§ **ROWS**:

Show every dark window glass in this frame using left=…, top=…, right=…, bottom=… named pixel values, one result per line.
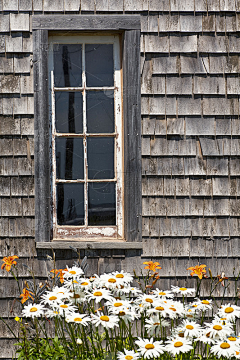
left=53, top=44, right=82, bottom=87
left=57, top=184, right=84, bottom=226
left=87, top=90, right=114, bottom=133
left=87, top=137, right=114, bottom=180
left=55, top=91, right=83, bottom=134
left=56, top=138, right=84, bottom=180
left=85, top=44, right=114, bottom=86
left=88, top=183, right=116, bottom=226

==

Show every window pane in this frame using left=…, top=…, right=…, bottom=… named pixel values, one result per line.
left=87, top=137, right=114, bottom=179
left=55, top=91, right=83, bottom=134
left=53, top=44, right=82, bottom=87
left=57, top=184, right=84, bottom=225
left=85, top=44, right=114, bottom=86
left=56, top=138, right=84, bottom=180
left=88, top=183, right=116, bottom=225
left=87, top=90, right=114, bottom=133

§ **INSTRUCTIONS TO FOLLOW**: Copy out each line of the records above that contains the string "this". Uppercase and lowercase letters count as different.

§ **TASK RESPONSE**:
Show every dark window glass in this frame using left=…, top=…, right=…, bottom=… named pixel values, one result per line.
Show every window pane in this frame using left=…, top=…, right=…, bottom=… named pixel values, one result per line.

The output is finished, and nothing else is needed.